◆ Written problem 1:
Which lines in the records below contain the string "woman"? Copy each of those lines.

--- Start Source passage ---

# Ambilobe panther male



## troy (Feb 1, 2022)

From my breeding


----------



## DrLeslieEe (Feb 2, 2022)

I love these guys… thinking of getting another one. What’s the minimum night T?


----------



## JLOG (Feb 2, 2022)

troy said:


> From my breeding


Love pardalis!! Years ago I get a couple of this. And maybe in the future I will be back to them cause are awesome
Very impressive colors!!


----------



## troy (Feb 3, 2022)

I keep these guys in my old orchid room..same temps.. 50s-60s nights mid to high 80s daytime...I've had some anosumum dendrobiums in some of their cages for years now..doing good


----------



## Happypaphy7 (Feb 3, 2022)

How do you feed them?? Only live insects?? The colors are amazingly exotic!!


----------



## grubea (Feb 10, 2022)

Beautiful


----------



## troy (Feb 11, 2022)

I feed them in a tall deli cup.. crickets & other feeders can't get out.... they eat live insects...bees-wasps-crickets-certain grasshoppers-silkworms & moths...regular moths..black soldier flies & larvae....stick bugs...all sorts of roaches...they drink only dripping water..


----------



## Ozpaph (Feb 21, 2022)

amazing colour


----------



## cnycharles (Feb 22, 2022)

Wild!


----------

--- End Source passage ---
--- Start Dataset records ---

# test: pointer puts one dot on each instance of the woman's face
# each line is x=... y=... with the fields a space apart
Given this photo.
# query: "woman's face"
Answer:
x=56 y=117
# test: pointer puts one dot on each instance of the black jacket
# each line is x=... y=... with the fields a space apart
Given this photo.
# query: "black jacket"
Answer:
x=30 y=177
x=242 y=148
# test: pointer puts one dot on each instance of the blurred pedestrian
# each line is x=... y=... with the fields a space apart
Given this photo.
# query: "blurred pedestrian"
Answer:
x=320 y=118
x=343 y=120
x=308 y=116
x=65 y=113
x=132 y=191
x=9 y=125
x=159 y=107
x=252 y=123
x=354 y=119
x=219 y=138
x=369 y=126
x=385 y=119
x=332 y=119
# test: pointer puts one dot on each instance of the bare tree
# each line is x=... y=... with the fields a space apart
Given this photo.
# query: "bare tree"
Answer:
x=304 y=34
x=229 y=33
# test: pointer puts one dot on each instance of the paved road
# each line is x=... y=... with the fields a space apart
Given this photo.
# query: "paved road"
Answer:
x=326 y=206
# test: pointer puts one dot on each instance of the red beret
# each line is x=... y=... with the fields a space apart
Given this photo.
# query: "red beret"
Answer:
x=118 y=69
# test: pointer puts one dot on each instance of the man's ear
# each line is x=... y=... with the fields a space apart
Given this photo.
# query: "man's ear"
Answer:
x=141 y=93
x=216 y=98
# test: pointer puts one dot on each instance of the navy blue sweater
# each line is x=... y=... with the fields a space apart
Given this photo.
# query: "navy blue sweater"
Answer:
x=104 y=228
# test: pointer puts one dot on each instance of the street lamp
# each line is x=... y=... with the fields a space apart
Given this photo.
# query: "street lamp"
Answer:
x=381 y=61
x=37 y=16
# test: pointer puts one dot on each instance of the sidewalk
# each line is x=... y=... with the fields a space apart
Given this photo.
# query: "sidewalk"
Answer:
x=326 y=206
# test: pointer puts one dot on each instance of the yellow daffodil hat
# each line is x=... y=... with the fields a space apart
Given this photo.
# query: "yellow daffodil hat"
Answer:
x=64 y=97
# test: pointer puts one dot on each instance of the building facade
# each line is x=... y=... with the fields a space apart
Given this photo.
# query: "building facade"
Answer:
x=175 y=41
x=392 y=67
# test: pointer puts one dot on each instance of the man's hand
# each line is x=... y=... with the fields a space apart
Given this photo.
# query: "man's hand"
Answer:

--- End Dataset records ---

◆ Written problem 2:
In the thread on the Ambilobe panther male above, answer each question:
(a) Who asked about the minimum night temperature?
(b) In what room does troy keep these animals?
(c) What container does troy feed them in?

◆ Task answer 1:
# test: pointer puts one dot on each instance of the woman's face
# query: "woman's face"

◆ Task answer 2:
(a) DrLeslieEe
(b) His old orchid room
(c) A tall deli cup